◆ **DOCUMENT**:
----------------------------------------

"Hi-Fly" (also sometimes spelled "Hi Fly" or "High Fly") is one of the best known compositions by pianist Randy Weston, written in the 1950s and inspired by his experience of being 6 feet 8 inches tall, "and how the ground looks different to you than everybody else". Since first being recorded on 1958's New Faces at Newport, "Hi-Fly" appears on several other albums by Weston, including Live at the Five Spot (1959), Niles Littlebig (1969), Tanjah (1973), Perspective (with Vishnu Wood, 1976), Rhythms and Sounds (1978), Earth Birth (1995), Zep Tepi (2005), and The Storyteller (2009).

Jon Hendricks wrote lyrics to the song, recorded first in 1959 on the album The Hottest New Group in Jazz and also appearing on 1961's High Flying With Lambert, Hendricks & Ross. Among others who have recorded vocal covers are Abbey Lincoln (on The World Is Falling Down, 1991), Mel Tormé (on 1962's Comin' Home Baby! and other albums), Karin Krog on (Hi-Fly with Archie Shepp) and Sarah Vaughan (In the City of Lights, 1999).

----------------------------------------

[Coordinate labeling data]
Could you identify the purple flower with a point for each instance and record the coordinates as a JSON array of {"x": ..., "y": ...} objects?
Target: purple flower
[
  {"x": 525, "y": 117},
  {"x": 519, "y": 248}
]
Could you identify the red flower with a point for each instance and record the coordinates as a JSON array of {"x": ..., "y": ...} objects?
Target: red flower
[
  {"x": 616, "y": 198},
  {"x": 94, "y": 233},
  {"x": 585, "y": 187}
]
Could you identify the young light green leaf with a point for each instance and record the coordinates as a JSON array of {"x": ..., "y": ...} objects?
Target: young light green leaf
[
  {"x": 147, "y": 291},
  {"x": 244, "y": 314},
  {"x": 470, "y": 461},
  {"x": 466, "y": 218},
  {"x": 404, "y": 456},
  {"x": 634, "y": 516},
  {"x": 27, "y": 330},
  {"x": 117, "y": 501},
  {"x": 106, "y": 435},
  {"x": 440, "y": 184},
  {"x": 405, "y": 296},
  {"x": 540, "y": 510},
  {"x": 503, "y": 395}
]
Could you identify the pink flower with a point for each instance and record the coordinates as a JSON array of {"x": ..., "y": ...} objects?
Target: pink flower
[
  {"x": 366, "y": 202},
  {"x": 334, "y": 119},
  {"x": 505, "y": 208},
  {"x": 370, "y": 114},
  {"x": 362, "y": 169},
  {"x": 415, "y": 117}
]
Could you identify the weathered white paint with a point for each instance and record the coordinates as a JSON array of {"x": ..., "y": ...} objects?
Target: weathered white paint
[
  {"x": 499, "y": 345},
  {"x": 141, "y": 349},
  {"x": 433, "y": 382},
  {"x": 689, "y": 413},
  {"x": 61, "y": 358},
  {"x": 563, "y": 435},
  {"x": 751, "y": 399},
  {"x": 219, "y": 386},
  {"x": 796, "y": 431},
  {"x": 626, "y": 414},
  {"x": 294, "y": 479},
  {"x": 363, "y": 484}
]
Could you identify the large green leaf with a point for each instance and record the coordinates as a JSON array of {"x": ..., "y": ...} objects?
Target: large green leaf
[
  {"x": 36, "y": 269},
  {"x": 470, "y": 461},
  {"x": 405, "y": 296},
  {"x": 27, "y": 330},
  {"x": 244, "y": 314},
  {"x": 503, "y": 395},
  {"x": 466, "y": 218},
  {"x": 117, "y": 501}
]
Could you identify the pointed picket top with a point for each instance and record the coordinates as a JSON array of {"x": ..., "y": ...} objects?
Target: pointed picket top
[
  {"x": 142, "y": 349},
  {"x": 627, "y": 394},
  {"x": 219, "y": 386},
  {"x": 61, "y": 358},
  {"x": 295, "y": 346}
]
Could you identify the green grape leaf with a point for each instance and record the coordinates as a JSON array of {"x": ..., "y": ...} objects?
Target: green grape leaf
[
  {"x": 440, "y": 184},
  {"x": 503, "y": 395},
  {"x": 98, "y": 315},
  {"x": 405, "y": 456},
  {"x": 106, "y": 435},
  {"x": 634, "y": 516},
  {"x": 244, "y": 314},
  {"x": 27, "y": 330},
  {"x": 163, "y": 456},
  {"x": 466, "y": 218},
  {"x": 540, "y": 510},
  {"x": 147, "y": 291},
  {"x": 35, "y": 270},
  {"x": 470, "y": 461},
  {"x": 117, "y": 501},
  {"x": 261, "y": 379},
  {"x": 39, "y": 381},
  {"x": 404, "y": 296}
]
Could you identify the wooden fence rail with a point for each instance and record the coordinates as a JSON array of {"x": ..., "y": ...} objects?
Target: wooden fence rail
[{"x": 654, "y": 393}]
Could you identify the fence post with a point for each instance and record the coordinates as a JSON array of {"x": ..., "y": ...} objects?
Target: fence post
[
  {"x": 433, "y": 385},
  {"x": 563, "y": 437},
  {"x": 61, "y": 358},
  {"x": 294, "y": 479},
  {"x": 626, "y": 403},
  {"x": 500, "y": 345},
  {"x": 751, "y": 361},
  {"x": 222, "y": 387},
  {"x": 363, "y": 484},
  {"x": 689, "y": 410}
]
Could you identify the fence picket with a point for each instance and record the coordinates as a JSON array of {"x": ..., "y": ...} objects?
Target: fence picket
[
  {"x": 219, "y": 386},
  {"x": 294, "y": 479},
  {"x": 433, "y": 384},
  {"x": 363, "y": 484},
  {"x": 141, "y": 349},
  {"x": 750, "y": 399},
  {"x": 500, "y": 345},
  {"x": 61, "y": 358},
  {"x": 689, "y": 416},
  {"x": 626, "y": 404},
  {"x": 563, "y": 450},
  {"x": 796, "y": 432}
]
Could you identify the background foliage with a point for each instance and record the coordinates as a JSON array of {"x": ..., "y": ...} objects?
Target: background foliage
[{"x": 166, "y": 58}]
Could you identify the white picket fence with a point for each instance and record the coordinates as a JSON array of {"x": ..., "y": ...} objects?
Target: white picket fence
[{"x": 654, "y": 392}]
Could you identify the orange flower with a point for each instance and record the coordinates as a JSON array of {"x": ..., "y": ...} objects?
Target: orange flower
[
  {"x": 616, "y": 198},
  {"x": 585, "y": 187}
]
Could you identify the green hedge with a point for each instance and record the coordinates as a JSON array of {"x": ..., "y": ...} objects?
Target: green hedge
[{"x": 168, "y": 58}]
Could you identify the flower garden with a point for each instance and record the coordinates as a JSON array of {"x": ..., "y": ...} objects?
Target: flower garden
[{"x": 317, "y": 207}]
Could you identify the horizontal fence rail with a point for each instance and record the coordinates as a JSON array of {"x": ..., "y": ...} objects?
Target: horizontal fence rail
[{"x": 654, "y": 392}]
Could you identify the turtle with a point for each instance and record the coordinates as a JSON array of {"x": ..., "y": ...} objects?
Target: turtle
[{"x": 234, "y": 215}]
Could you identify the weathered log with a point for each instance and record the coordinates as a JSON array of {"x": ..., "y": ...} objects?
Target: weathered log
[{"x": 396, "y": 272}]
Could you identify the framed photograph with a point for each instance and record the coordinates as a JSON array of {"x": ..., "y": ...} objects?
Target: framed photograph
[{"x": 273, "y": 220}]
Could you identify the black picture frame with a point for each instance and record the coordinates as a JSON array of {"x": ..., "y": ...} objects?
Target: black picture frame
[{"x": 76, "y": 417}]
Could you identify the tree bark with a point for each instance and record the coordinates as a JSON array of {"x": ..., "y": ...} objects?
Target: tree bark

----------------------------------------

◆ **WORK REQUIRED**: Which singers does the text about "Hi-Fly" name among those who have recorded vocal covers of the song? These lines come from a different source than the text.

◆ **SOLUTION FOR THIS PROBLEM**: Abbey Lincoln, Mel Tormé, Karin Krog and Sarah Vaughan.